**** Предоставленный текст

August 11th, 2005

История про католиков (V)

Поэтому сейчас я расскажу про географию звуков и историю электрических помех.
Я всегда предпочитал приёмник магнитофону. В недавнем, или уже давнем, прошлом телепрограммы оканчивались в половине двенадцатого ночи, а в полночь, вместе с гимном, умирало радио. Тогда я уже жил один, и мне казалось, что в этой ночи я отрезан от мира, cодержимое магнитной пленки было предсказуемо, и только радио могло меня спасти.
Я уповал на приемник, который в хрипах и дребезге коротковолнового диапазона рождал голос и музыку. Тогда одиночество исчезало. Тонкая выдвижная антенна связывала меня со всеми живущими.

В приёмнике что-то булькало и улюлюкало, но я знал, что эти звуки будут жить всю ночь, будут продолжаться и продолжаться, и не угадать, что начнется за этим шумом и речью, а что последует дальше. Непредсказуемость и вечность ночного эфира внушала надежду, и приёмник звенел в углу единственным собеседником.
Голос и одиночество несовместимы - вот в чём прелесть этой ситуации.
В чужих европейских городах самое хорошее время - позднее утро. Запах высыхающей на траве росы. Время, когда жители разошлись по делам; поют пернатые, за кустом виднеется что-то хвойное, а там, дальше, в соседнем дворе - облако цветущей вишни. Но время радио - глухая ночь. Именно тогда я сидел и слушал радио - средние волны были оккупированы французами, длинные - немцами, на коротких царило заунывное пение муэдзина. Иные диапазоны мне были недоступны.


Включение и выключение света, работа кипятильника, его включение и выключение - всё отзывалось в моем приемнике, кроме голоса с Родины. Однажды русский голос в приемнике, как бы в наказание за то, что первый раз, прокручивая ручку настройки, я им побрезговал - исчез, пропал, превратился в шорох и шелест. Забормотал какой-то другой радиочеловек, которому, казалось, накинули платок на рот. Забормотал, забился он под своим платком – видно, последние минуты подошли, и надо сказать главное, сокровенное - но ничего непонятно, уже и его миновала полоса настройки, отделяющая большее от меньшего, будущее от прошедшего.
Волна менялась, плыла. Цензурированное уходящей волной сообщение приобретало особый смысл.

И совсем в другое время в той чужой стране, я поймал по какому-то (кажется, именно итальянскому) радио всё туже коммунистическую песню. А песня была не какая-то, какая-то она была лишь в первое мгновение, потому что дальше все было понятно, несмотря на чужой язык. И девушка брала винтовку убитого, Рим был в 11 часов, янки – на Сицилии, а дядюшка Джо ворочался в своей России, давя немцев как клопов - каждым движением. И опять был в этой песне отсвет великой идеи, и всё это мешалось с червонными маками у Монте-Кассино да песнями Варшавского гетто, русской «Катюшей», да медленно разворачивающимся «Эх, дороги, пыль да туман...» - всем тем, с чем люди жили и помирали, когда и где было назначено свыше - просто и с болью.
Не героически, в общем.

********
**** Строки данных

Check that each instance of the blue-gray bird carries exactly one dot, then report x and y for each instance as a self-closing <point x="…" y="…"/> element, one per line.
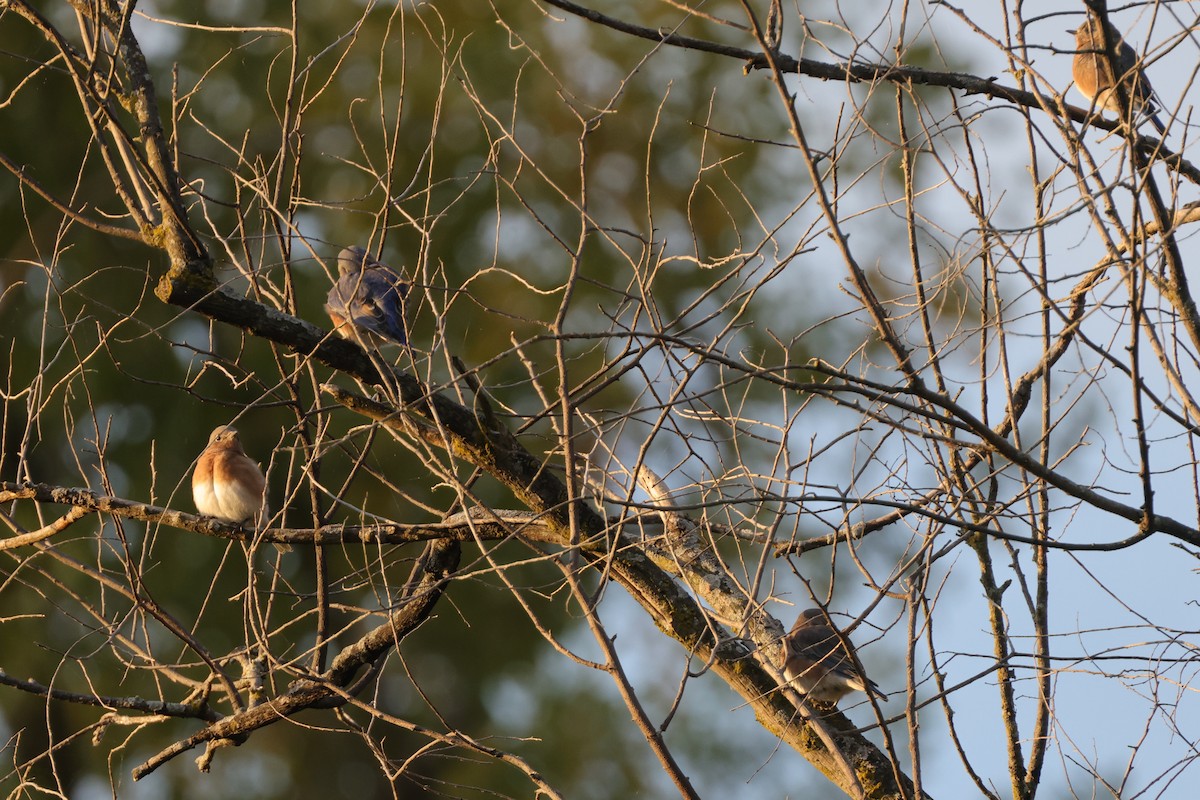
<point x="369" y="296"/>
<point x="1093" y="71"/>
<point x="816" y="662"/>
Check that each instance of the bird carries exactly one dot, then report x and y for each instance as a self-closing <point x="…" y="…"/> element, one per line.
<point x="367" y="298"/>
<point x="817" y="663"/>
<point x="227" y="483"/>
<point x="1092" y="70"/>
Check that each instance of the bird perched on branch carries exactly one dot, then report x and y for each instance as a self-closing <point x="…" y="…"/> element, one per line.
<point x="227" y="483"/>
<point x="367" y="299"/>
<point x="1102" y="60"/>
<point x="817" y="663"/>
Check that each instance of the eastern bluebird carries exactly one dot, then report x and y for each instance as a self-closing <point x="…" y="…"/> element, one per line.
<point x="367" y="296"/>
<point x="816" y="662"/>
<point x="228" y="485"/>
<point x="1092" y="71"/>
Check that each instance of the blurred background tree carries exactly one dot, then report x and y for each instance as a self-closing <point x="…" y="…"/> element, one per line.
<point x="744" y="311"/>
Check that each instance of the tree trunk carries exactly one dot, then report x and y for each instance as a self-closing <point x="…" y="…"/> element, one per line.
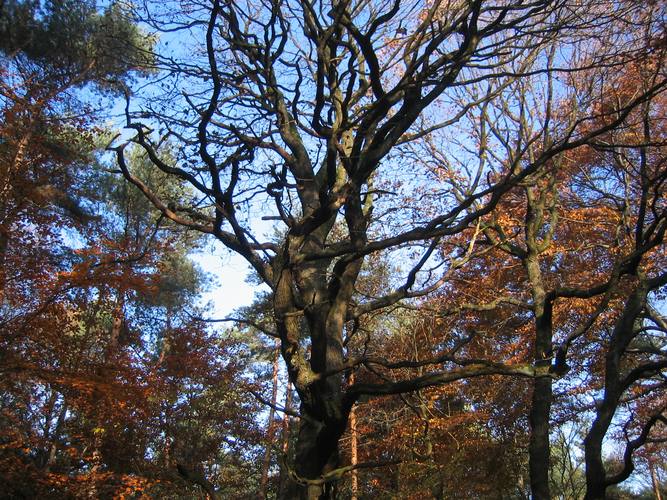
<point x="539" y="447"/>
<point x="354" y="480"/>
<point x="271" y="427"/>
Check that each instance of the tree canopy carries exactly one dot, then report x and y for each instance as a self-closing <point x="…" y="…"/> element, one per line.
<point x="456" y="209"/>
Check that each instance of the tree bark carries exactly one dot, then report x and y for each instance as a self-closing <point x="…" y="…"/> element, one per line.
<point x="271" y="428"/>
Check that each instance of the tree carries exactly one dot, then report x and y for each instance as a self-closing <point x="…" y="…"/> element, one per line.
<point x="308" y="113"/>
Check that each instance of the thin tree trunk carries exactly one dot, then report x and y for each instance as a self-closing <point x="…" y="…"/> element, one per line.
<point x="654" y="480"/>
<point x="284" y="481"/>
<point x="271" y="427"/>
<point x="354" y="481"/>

********

= Описание задания =
Перескажите текст о ночном радио в двух предложениях. Для работы строки не понадобятся.

= Ответ на задание =
Рассказчик всегда предпочитал приёмник магнитофону: ночью, когда заканчивались телепрограммы и умолкало радио, только голоса и музыка коротковолнового эфира избавляли его от одиночества. Слушая эфир в чужой стране, он замечал, как голоса уплывают с волны, а однажды поймал коммунистическую песню, смысл которой был понятен, несмотря на чужой язык.